Work required —
Restate the material word for word and leave out anything that is a picture.

Material shown —

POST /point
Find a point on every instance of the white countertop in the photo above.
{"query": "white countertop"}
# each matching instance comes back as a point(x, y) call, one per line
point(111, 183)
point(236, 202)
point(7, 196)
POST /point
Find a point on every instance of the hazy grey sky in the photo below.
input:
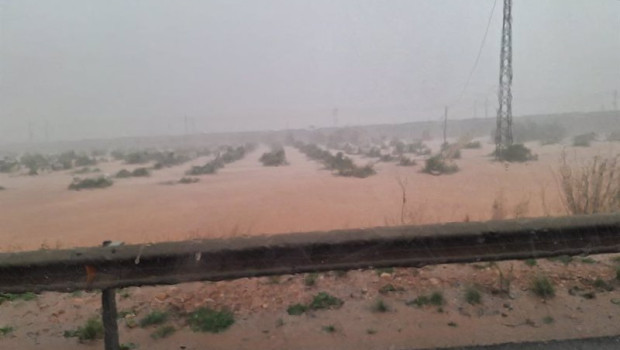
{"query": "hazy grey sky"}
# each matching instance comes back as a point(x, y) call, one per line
point(137, 67)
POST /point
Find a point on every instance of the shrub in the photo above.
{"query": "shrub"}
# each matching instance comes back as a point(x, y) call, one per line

Answer to the exercise —
POST /point
Find a point on every instance of the white countertop in the photo above.
{"query": "white countertop"}
# each matching instance comes back as a point(x, y) call, one per line
point(111, 183)
point(236, 202)
point(7, 196)
POST /point
Find a point on every instance of the hazy grey sky in the photo below.
input:
{"query": "hazy grey sky"}
# each matching instance comes back as a point(x, y) call, one per line
point(137, 67)
POST /point
Find a point on every instance of the shrub in the photo above.
{"query": "shrub"}
# each matching instance comes back as a point(x, y) call, one per line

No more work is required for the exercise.